*** Block opens ***

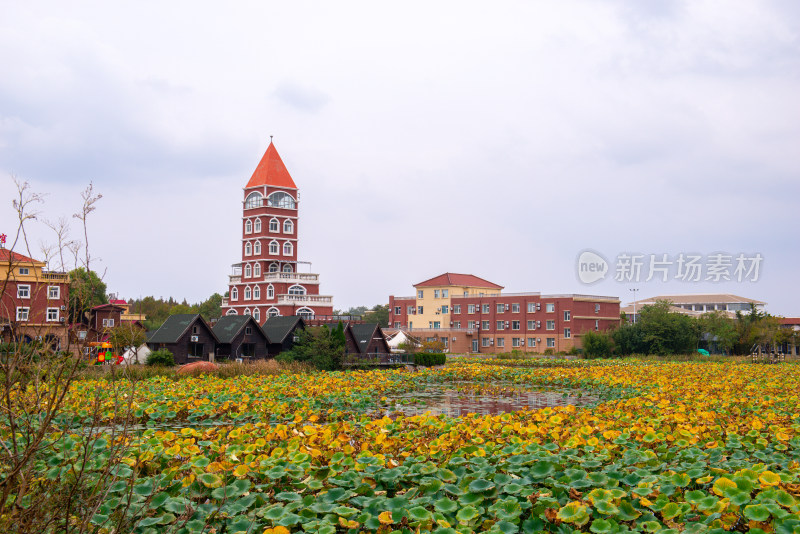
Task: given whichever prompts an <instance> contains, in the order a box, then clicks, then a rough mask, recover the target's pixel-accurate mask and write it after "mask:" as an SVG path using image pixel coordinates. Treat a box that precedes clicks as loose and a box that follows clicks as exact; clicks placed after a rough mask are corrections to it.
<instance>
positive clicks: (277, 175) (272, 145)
mask: <svg viewBox="0 0 800 534" xmlns="http://www.w3.org/2000/svg"><path fill="white" fill-rule="evenodd" d="M259 185H272V186H275V187H290V188H292V189H297V186H296V185H295V184H294V180H292V177H291V176H290V175H289V171H288V170H286V165H284V164H283V161H282V160H281V157H280V156H279V155H278V151H277V150H276V149H275V145H273V144H272V137H271V136H270V141H269V146H268V147H267V151H266V152H264V156H263V157H262V158H261V161H260V162H259V163H258V167H256V170H255V172H254V173H253V176H251V177H250V181H249V182H247V187H257V186H259Z"/></svg>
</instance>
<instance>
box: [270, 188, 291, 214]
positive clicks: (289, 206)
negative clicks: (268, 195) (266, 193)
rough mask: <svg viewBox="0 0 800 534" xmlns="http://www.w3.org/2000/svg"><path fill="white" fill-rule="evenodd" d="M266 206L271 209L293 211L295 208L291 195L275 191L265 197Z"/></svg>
mask: <svg viewBox="0 0 800 534" xmlns="http://www.w3.org/2000/svg"><path fill="white" fill-rule="evenodd" d="M267 206H269V207H271V208H285V209H290V210H293V209H294V208H295V206H296V204H295V202H294V199H293V198H292V195H290V194H289V193H284V192H283V191H276V192H275V193H272V194H271V195H270V196H268V197H267Z"/></svg>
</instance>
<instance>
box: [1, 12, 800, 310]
mask: <svg viewBox="0 0 800 534" xmlns="http://www.w3.org/2000/svg"><path fill="white" fill-rule="evenodd" d="M0 13H2V16H0V72H1V73H2V75H0V172H2V176H0V198H1V199H2V204H0V233H3V232H5V233H7V234H11V233H13V231H14V229H15V215H14V212H13V210H12V208H11V203H10V198H12V197H13V194H14V185H13V182H12V180H11V178H10V176H11V175H12V174H14V175H16V176H17V177H18V178H19V179H22V180H27V181H28V182H30V184H31V188H32V190H34V191H37V192H42V193H47V194H48V196H47V198H46V202H45V204H43V205H42V206H41V207H40V210H41V211H42V217H47V218H50V219H56V218H58V216H59V215H61V214H67V215H68V214H71V213H74V212H75V211H77V210H78V209H79V206H80V196H79V195H80V192H81V190H83V189H84V188H85V187H86V185H87V184H88V183H89V182H90V181H91V182H93V183H94V186H95V188H96V190H97V191H98V192H100V193H102V195H103V198H102V200H100V202H99V203H98V208H97V211H96V212H95V213H93V214H92V215H91V216H90V220H89V241H90V246H91V249H92V251H93V254H94V256H95V257H96V258H99V260H98V261H97V262H96V263H95V266H96V267H97V268H98V270H100V271H101V272H105V281H106V282H107V284H108V288H109V290H110V291H113V292H117V293H119V294H120V296H122V297H127V298H131V297H136V298H138V297H141V296H146V295H154V296H156V297H159V296H163V297H165V298H166V297H168V296H173V297H175V298H178V299H183V298H186V299H188V300H189V302H196V301H199V300H202V299H205V298H206V297H208V296H209V295H210V294H212V293H214V292H220V293H222V292H224V291H225V290H226V289H227V275H228V274H229V273H230V270H231V269H230V266H231V264H232V263H235V262H237V261H240V259H241V257H240V238H241V230H240V226H241V216H242V211H241V200H242V188H243V187H244V186H245V184H246V183H247V181H248V179H249V178H250V175H251V174H252V173H253V171H254V169H255V167H256V165H257V164H258V161H259V160H260V158H261V156H262V154H263V153H264V151H265V150H266V147H267V145H268V144H269V136H270V135H274V136H275V139H274V140H275V145H276V148H277V149H278V152H279V153H280V154H281V156H282V158H283V161H284V162H285V163H286V166H287V167H288V169H289V172H290V173H291V175H292V177H293V178H294V180H295V182H296V183H297V185H298V187H299V188H300V191H301V201H300V224H299V231H300V244H299V256H300V259H301V260H308V261H311V262H313V266H312V270H313V271H314V272H318V273H320V274H321V291H322V293H323V294H328V295H333V296H334V306H335V307H336V308H348V307H349V306H355V305H361V304H365V305H370V306H371V305H373V304H376V303H385V302H388V296H389V295H390V294H394V295H410V294H412V292H413V287H412V284H414V283H417V282H420V281H422V280H425V279H427V278H430V277H433V276H435V275H437V274H440V273H442V272H445V271H450V272H462V273H472V274H475V275H477V276H481V277H483V278H486V279H488V280H491V281H493V282H495V283H498V284H501V285H503V286H505V288H506V291H509V292H523V291H541V292H542V293H589V294H601V295H616V296H619V297H620V298H621V299H622V300H623V301H624V302H628V301H630V300H631V298H630V297H631V295H632V293H631V292H629V289H631V288H639V292H638V294H637V297H640V298H644V297H650V296H654V295H659V294H669V293H696V292H715V293H717V292H729V293H734V294H737V295H741V296H746V297H750V298H756V299H760V300H764V301H766V302H767V303H768V310H769V311H771V312H772V313H776V314H782V315H786V316H800V300H799V299H798V293H800V292H798V279H797V272H798V268H797V266H798V261H800V247H799V246H798V245H800V243H799V242H798V227H800V219H798V202H799V201H800V156H799V154H800V97H798V95H800V79H799V78H800V40H799V34H798V30H799V29H800V3H798V2H796V1H793V0H787V1H767V0H765V1H743V0H726V1H721V0H714V1H710V0H709V1H706V0H691V1H684V2H679V1H659V2H642V1H638V0H629V1H622V0H616V1H615V0H608V1H602V0H593V1H563V0H560V1H551V2H541V1H529V2H511V1H504V2H469V1H458V2H415V1H405V2H402V3H394V4H392V5H389V4H388V3H385V2H374V1H365V2H302V1H298V2H263V1H258V2H236V3H227V4H222V3H219V2H198V1H191V2H189V1H186V2H150V1H138V2H129V3H121V2H106V1H102V2H16V1H5V0H3V1H0ZM74 222H77V221H74ZM30 231H31V239H32V242H33V245H34V252H36V249H38V248H39V244H40V243H41V242H45V241H52V240H53V239H52V235H51V234H48V233H47V231H46V228H45V227H44V226H42V225H41V224H38V225H37V224H35V221H34V224H33V225H32V226H31V228H30ZM80 233H81V232H80V231H79V229H78V228H77V227H74V228H73V231H72V234H73V236H75V237H78V235H79V234H80ZM586 249H591V250H593V251H595V252H597V253H599V254H600V255H601V256H603V257H604V258H606V259H607V261H608V262H609V269H610V270H609V273H608V274H607V276H606V278H605V280H603V281H600V282H597V283H595V284H593V285H586V284H583V283H582V282H581V281H579V279H578V277H577V272H576V267H577V258H578V255H579V254H580V253H581V251H583V250H586ZM624 253H628V254H636V253H638V254H641V255H643V256H645V258H644V259H645V260H648V259H649V255H650V254H656V255H658V256H659V259H661V256H662V255H663V254H667V255H668V258H667V260H668V261H673V260H675V259H676V258H677V257H678V256H679V254H681V253H684V254H696V255H701V256H703V258H704V260H703V261H707V260H708V256H709V255H712V254H720V253H721V254H723V255H724V256H732V257H734V260H733V264H734V265H733V266H732V268H731V269H730V272H731V275H733V272H734V270H733V267H735V257H736V256H737V255H739V254H745V255H746V256H747V257H755V254H761V256H762V257H763V260H762V262H761V263H760V265H759V272H758V279H757V280H756V281H752V278H753V277H754V275H753V274H751V276H750V278H749V279H748V278H747V277H745V279H744V280H743V281H742V282H738V281H736V277H735V276H732V278H733V280H732V281H730V282H724V281H722V282H720V283H712V282H710V281H705V278H706V273H705V272H704V273H703V276H702V278H701V281H700V282H688V281H683V280H681V279H675V275H676V274H677V271H675V272H670V273H669V275H668V278H669V280H670V281H669V282H666V283H665V282H662V281H660V276H656V277H654V278H653V279H651V280H650V281H645V279H646V277H647V274H648V273H647V263H645V267H644V269H643V272H642V276H641V278H640V280H639V282H638V283H636V281H635V279H632V280H631V279H625V280H624V281H617V280H615V279H614V278H615V274H616V269H617V267H616V265H617V263H618V260H617V258H618V256H619V255H620V254H624ZM673 267H674V265H673Z"/></svg>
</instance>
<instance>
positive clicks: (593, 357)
mask: <svg viewBox="0 0 800 534" xmlns="http://www.w3.org/2000/svg"><path fill="white" fill-rule="evenodd" d="M613 348H614V343H613V341H612V340H611V335H610V334H607V333H606V332H592V331H591V330H590V331H588V332H586V333H585V334H583V352H584V354H585V355H586V357H587V358H610V357H611V353H612V352H613Z"/></svg>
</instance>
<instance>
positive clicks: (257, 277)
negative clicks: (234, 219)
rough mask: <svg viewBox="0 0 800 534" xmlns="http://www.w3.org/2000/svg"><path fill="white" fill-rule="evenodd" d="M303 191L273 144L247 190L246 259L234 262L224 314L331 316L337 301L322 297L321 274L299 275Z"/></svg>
mask: <svg viewBox="0 0 800 534" xmlns="http://www.w3.org/2000/svg"><path fill="white" fill-rule="evenodd" d="M298 206H299V191H298V189H297V185H295V183H294V180H293V179H292V177H291V175H290V174H289V171H288V170H287V169H286V166H285V165H284V164H283V161H282V160H281V157H280V156H279V155H278V151H277V150H276V149H275V145H273V144H272V142H271V141H270V144H269V147H268V148H267V151H266V152H265V153H264V156H263V157H262V158H261V161H260V162H259V164H258V166H257V167H256V170H255V172H253V176H252V177H251V178H250V181H249V182H247V185H246V186H245V188H244V200H243V203H242V261H241V262H239V263H235V264H233V273H232V274H231V275H230V280H229V282H228V297H227V298H224V299H223V301H222V313H223V314H225V315H251V316H252V317H253V318H254V319H255V320H256V321H258V323H259V324H264V322H265V321H266V320H267V318H268V317H273V316H282V315H299V316H302V317H304V318H308V319H310V318H313V317H319V316H330V315H331V314H332V312H333V297H331V296H326V295H320V294H319V275H318V274H315V273H305V272H299V271H300V270H299V269H298V266H299V265H300V264H306V263H307V262H299V261H298V260H297V250H298V238H297V236H298V233H297V226H298V222H299V220H298V213H299V212H298Z"/></svg>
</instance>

*** Block closes ***

What the task asks: List every line from the entries above in which "negative" appears.

Task solution:
negative clicks: (268, 195) (266, 193)
negative clicks: (234, 219)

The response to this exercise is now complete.